**Selection**

========================================

Adds a `document:match` query function for substring matching against `d` column entries by drewfarris · Pull Request #3470 · NationalSecurityAgency/datawave

drewfarris · 2026-03-23T21:36:21Z

… d column entries

Adds the document:match(viewname, string) and document:match(string) query functions that will scan the d columns of candidate documents at evaluation time and filter those candidates whose values do not contain the string specified.
- Exposed via Lucene syntax using the #DOCUMENT_MATCH operator.
- If no view name is included as a function parameter all 'd' columns will be scanned.
- The viewname can be a prefix that ends with '*' to search all views with the specified prefix.
If the specified string is found, the view name and start offsets for matches will be stored as a JSON map in the DOCUMENT_MATCHES field in the result.

This change includes:

Lucene-to-JEXL translation
Planner/iterator wiring
Runtime document-match evaluation
Configurable limits for d column sizes to prevent evaluation of large documents
Unit and integration tests

While useful in its own right, this is a predecessor for more advanced matching functions on d column payloads.

FineAndDandy · 2026-04-08T23:20:39Z

+        if (nestedScript == null) {
+            nestedScript = ArithmeticJexlEngines.getEngine(getArithmetic()).parse(nestedQuery.getQuery());
+        }
+        return DocumentMatchFunctionVisitor.requiresDocumentMatchContext(nestedScript);


There are methods in JexlASTHelper that can parse the functions out of the JexlNode

FineAndDandy · 2026-04-08T23:31:19Z

    protected EventDataQueryFilter eventEvaluationFilter;
    // filter specifically for event keys. required when performing a seeking aggregation
    protected EventDataQueryFilter eventFilter;
+    protected boolean retainDocumentColumnFamily = false;


if we can agree d-colums won't be aggregated into the event I think this can be removed

drewfarris · 2026-04-09T12:55:35Z

            ((DelayedNonEventIndexContext) input.third()).populateDocument(input.second());
        }

+        String documentMatches = (documentMatchContext == null) ? "" : DocumentFunctions.toJson(documentMatchContext.getMergedMatches());


Based on a conversation with @FineAndDandy, consider whether we want do the serialization to JSON here or move that to a transformer layer, so that the datastructure can be populated through other means (e.g., this is similar to the existing hit term code and thus should utilize a economy of mechanism instead of implementing its own path)

========================================

**Dataset records**
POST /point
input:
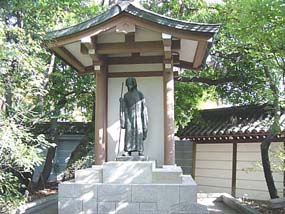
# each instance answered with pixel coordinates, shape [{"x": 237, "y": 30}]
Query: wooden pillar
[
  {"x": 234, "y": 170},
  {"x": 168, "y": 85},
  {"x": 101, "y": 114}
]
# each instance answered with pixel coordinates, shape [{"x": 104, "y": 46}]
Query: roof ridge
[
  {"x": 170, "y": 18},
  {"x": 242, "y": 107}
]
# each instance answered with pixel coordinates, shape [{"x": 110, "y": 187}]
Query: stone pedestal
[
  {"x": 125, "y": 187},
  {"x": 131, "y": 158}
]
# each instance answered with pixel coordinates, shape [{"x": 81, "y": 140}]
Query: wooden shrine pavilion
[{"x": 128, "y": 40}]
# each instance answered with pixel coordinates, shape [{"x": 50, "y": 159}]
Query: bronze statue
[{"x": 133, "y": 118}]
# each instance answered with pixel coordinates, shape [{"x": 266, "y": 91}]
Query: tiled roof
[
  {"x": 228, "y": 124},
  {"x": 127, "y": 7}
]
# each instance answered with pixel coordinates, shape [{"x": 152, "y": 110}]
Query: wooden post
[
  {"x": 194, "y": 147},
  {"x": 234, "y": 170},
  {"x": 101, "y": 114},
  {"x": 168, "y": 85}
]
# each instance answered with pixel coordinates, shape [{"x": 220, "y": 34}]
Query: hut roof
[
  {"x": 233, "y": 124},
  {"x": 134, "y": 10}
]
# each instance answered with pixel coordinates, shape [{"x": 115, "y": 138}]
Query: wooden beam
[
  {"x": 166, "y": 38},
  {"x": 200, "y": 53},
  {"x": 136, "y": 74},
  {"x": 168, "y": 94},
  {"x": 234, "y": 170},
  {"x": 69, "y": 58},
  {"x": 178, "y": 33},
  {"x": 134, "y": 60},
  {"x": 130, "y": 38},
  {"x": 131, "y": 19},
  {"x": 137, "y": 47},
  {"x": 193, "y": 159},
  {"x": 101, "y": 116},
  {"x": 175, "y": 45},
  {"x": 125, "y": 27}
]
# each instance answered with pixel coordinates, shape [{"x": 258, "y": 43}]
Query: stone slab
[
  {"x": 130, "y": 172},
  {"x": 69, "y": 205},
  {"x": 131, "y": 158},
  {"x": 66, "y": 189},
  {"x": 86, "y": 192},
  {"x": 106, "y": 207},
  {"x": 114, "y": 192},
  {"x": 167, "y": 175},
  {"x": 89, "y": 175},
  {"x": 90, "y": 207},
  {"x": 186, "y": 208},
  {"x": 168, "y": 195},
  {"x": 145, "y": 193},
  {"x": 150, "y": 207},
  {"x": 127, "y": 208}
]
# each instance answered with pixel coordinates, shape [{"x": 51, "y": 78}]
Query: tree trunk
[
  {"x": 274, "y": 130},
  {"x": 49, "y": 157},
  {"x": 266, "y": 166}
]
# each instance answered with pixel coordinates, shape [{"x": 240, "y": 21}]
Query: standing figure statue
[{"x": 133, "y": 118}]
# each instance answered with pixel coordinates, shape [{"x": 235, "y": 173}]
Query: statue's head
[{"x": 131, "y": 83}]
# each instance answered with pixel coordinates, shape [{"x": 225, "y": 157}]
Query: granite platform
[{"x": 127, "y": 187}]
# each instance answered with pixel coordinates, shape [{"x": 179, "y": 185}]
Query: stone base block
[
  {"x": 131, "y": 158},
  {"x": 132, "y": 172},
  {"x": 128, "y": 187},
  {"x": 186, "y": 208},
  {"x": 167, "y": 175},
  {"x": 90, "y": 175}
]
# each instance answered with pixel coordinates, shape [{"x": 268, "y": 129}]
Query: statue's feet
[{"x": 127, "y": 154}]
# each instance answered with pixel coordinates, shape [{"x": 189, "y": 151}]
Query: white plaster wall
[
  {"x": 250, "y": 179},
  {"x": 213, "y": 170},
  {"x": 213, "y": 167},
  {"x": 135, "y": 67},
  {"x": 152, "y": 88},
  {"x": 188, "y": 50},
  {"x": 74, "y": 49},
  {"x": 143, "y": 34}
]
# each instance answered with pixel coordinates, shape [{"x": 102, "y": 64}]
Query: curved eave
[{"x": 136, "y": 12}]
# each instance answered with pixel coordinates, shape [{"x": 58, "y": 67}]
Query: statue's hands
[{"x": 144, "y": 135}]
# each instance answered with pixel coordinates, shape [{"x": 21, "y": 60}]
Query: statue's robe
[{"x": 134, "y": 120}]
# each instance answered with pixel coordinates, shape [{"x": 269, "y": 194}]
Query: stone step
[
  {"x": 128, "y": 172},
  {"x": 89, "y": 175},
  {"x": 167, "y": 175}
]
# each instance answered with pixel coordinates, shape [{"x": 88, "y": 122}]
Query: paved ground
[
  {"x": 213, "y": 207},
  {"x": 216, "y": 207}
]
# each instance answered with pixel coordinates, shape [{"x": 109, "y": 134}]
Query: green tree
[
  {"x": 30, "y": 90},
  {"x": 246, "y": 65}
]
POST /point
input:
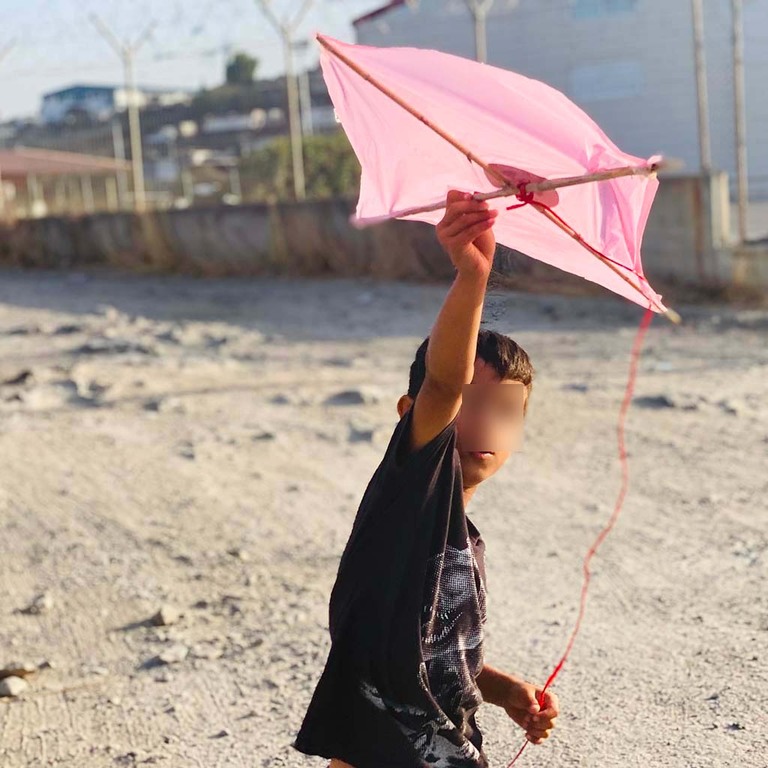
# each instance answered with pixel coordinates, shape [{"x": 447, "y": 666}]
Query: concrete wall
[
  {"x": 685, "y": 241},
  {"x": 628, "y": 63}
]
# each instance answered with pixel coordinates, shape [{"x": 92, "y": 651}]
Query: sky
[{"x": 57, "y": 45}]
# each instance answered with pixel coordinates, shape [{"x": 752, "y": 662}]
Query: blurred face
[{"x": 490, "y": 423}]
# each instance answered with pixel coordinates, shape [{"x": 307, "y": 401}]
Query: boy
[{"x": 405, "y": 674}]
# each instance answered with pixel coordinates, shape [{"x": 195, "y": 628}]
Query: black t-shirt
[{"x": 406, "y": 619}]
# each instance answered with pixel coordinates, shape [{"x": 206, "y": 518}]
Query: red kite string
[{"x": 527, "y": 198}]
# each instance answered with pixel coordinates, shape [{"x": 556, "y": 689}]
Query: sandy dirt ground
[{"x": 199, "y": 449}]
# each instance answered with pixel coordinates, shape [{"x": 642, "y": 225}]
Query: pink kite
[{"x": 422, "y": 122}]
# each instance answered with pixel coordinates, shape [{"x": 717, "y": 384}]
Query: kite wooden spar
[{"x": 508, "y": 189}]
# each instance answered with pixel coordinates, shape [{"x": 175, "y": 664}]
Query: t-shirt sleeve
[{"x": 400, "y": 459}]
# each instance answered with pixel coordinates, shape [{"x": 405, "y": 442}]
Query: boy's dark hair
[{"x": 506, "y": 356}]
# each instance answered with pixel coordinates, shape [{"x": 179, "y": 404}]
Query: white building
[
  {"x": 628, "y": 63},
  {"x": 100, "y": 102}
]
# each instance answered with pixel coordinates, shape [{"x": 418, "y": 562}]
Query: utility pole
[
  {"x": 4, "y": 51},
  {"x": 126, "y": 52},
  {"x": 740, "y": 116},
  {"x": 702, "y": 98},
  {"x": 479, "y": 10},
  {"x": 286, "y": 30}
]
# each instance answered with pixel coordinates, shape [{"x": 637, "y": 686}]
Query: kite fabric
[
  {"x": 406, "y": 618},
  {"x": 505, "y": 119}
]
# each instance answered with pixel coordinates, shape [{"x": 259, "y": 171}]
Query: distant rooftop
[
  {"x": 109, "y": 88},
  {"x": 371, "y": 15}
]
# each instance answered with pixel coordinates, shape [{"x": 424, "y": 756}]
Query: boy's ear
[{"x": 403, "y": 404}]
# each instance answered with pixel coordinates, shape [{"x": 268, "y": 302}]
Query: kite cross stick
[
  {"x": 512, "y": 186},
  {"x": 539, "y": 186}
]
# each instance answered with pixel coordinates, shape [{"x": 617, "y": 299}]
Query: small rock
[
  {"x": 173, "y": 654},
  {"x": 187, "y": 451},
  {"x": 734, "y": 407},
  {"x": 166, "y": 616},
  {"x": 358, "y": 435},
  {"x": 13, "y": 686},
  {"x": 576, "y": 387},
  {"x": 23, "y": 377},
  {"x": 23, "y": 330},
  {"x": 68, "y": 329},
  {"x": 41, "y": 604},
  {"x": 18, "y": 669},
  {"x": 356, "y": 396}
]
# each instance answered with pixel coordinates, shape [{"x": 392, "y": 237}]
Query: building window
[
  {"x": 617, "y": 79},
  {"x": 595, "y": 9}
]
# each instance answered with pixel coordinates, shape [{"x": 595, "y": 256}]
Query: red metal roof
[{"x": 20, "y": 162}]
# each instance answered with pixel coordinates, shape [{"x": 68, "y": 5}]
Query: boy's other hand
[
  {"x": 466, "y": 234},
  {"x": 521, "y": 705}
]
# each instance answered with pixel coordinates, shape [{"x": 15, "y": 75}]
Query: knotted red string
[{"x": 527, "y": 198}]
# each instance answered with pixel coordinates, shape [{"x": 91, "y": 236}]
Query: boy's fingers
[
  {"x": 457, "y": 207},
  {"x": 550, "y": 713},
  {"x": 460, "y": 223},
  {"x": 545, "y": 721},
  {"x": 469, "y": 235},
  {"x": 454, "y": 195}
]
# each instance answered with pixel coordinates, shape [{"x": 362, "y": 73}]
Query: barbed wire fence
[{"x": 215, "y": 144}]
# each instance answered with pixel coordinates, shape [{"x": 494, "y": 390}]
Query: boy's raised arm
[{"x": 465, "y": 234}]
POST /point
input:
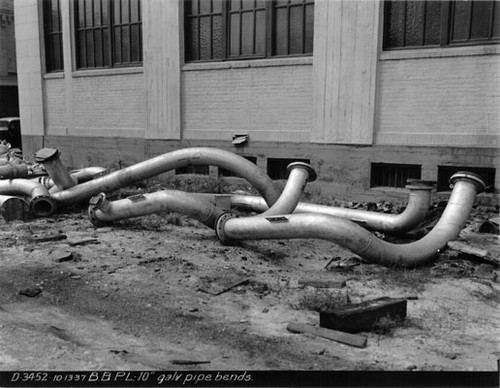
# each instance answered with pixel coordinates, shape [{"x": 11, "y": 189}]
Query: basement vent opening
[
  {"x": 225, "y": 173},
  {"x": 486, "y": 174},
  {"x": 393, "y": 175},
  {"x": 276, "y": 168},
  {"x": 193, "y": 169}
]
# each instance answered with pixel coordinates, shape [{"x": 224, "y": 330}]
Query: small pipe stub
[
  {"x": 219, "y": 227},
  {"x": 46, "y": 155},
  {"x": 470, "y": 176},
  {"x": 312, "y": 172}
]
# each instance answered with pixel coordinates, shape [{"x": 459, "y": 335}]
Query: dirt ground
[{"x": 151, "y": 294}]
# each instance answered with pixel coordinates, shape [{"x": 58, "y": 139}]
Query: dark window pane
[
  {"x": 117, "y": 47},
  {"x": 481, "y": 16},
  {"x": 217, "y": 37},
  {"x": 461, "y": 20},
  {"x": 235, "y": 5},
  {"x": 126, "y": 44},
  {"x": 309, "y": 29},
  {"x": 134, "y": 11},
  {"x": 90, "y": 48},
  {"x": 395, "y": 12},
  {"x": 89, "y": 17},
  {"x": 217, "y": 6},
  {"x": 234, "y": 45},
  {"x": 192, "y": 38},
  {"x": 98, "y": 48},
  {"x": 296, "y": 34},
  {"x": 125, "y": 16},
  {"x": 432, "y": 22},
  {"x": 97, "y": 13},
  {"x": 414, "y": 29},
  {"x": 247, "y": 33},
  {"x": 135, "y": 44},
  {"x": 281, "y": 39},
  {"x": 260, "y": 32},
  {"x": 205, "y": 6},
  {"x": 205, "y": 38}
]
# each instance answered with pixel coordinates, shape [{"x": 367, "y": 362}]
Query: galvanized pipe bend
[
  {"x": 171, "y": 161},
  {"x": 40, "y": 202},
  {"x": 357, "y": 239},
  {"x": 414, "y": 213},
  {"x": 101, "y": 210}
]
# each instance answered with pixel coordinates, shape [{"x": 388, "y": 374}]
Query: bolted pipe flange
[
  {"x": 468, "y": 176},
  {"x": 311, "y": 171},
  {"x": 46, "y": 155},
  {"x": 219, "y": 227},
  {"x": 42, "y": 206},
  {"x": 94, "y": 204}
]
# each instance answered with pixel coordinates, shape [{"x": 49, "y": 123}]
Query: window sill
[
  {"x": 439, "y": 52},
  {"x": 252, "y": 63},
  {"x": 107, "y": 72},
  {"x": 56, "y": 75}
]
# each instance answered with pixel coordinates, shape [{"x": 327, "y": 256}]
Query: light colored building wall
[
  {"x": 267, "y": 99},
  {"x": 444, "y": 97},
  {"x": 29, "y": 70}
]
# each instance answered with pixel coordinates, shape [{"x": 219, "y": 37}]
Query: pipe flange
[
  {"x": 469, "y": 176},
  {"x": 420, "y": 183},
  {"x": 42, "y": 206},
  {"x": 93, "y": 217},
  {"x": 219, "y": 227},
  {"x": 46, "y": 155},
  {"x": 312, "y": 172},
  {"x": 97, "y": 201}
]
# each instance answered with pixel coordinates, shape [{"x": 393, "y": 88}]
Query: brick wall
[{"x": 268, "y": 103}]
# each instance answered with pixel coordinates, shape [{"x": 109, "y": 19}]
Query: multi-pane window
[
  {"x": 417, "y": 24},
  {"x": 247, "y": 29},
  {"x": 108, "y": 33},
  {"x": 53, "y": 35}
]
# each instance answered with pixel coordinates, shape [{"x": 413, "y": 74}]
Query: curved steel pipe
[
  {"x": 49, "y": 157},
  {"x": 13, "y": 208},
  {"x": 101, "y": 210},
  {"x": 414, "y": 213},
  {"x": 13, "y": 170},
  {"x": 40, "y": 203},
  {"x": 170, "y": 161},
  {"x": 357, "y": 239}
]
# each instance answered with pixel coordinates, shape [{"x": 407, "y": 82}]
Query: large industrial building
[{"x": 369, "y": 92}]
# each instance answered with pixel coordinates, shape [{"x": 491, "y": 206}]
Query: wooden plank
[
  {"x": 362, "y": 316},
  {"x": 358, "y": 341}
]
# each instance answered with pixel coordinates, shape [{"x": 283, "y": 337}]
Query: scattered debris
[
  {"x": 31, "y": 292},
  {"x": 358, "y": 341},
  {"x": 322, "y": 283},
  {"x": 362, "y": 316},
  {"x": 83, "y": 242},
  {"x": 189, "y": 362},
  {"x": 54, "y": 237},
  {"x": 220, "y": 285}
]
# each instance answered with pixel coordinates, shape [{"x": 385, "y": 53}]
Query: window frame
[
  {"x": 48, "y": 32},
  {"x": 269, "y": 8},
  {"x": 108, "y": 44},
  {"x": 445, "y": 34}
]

========================================

**Your task**
List every item that the pull request names under "This change includes:".

**Full output**
- Lucene-to-JEXL translation
- Planner/iterator wiring
- Runtime document-match evaluation
- Configurable limits for d column sizes to prevent evaluation of large documents
- Unit and integration tests